Exercise aim: Reproduce each line of the material exactly as it reads.

Entries shown:

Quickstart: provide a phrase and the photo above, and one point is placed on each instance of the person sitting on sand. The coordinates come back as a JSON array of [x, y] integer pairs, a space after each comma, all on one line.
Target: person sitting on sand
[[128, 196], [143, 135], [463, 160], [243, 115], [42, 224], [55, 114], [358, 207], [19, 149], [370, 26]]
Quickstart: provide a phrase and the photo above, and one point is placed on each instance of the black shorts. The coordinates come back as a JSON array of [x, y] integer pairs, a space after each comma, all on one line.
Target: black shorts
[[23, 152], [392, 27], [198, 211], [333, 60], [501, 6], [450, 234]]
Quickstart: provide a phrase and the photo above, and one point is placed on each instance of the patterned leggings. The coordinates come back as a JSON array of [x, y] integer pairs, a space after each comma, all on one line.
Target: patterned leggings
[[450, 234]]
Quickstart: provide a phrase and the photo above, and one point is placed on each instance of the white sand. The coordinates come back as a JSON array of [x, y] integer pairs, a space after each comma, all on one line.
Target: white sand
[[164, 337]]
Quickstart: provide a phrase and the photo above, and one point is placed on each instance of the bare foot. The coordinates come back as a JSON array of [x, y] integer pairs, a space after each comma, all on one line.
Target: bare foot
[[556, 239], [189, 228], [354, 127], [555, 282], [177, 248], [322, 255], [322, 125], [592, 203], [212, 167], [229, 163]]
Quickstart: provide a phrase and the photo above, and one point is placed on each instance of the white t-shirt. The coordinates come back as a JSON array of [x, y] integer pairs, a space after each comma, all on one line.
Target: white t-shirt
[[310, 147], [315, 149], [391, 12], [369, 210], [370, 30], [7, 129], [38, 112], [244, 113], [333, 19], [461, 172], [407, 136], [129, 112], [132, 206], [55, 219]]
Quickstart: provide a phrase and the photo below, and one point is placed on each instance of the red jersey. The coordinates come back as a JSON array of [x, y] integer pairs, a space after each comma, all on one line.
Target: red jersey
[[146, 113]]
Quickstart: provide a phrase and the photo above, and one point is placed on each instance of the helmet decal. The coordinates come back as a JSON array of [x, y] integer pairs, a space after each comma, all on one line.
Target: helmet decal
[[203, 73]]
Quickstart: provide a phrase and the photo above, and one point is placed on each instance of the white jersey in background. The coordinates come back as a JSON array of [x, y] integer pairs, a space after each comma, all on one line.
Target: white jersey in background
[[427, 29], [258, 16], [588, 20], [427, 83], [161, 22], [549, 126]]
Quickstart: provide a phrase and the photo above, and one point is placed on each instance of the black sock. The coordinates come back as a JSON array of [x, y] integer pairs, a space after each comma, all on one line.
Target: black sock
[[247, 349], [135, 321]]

Exercise solution:
Quickstart: provide a phrase and the photo above, and one point is placed on each instance of the person sitting on sand. The coordinates come back as a JSON array of [x, y] integer pairs, a space after each comma, all on one line.
Target: person sitting on sand
[[128, 196], [143, 135], [463, 160], [243, 115], [42, 224], [55, 114], [358, 207], [19, 149], [370, 26]]
Quickstart: provide a phrase and the photo above, and one point is placed on each instance of the black shorts. The coordinates come back as a JSON array of [x, y] integer pairs, a space after each comma, all on one line.
Target: black shorts
[[23, 152], [392, 27], [198, 211], [333, 60], [501, 6], [450, 234]]
Quickstart: provide a phrase and the photo above, and one point is placed on each instance of the patterned leggings. The coordinates come back as a JSON array of [x, y] integer pairs, a space after each comma, all on one line.
Target: patterned leggings
[[450, 234]]
Quickstart: provide a phrase and the photo above, and one point is placed on each instance of the white sand. The coordinates come back as a JSON array of [x, y] integer pairs, a space after each comma, all on one line.
Target: white sand
[[164, 337]]
Quickstart: provide a phrase and the photo above, and one point is placed on each instance of the bare foot. The coordinates come back as a JSON array of [x, y] integer pairs, a space after each comma, all on one line.
Target: bare foot
[[556, 239], [189, 228], [354, 127], [555, 282], [177, 248], [322, 255], [322, 125], [592, 203], [212, 167], [229, 163]]
Quickstart: provide a phrase and the photo above, and one point is placed on each instance of the white t-shirt. The coordinates come back as a JSON array of [x, y] integer pairs, a space after each comma, all on one line.
Target: white t-shirt
[[310, 147], [315, 149], [391, 12], [369, 210], [370, 30], [7, 129], [38, 112], [244, 113], [333, 19], [461, 172], [407, 136], [129, 112], [132, 206], [55, 219]]
Quickstart: provide a phrase and the photo below, and one point is placed on each instance of the red jersey. The coordinates come back as a JSON array of [x, y] integer pairs, a space after each comma, all on one line.
Target: red jersey
[[146, 113]]
Quickstart: provide a phrase and the photo above, and one point is placed on each instance of the helmet decal. The coordinates come back as a JSON array of [x, y] integer pairs, a space after each comma, all on one line.
Target: helmet decal
[[203, 73]]
Quickstart: provide a phrase and the photo above, and one point is placed on each instance of the white jersey in background. The coordinates come back as a JSON array of [x, y] integer pairs, a space after each comma, all on one line.
Target: white jersey in background
[[427, 29], [258, 16], [588, 20], [427, 83], [161, 22], [549, 126]]
Quickstart: provide a phrase and the photo above, and one point is placed on each instance of the black sock. The coordinates come back as a JSON array of [x, y] integer pairs, a space after each comma, all on one line.
Target: black sock
[[247, 349], [135, 321]]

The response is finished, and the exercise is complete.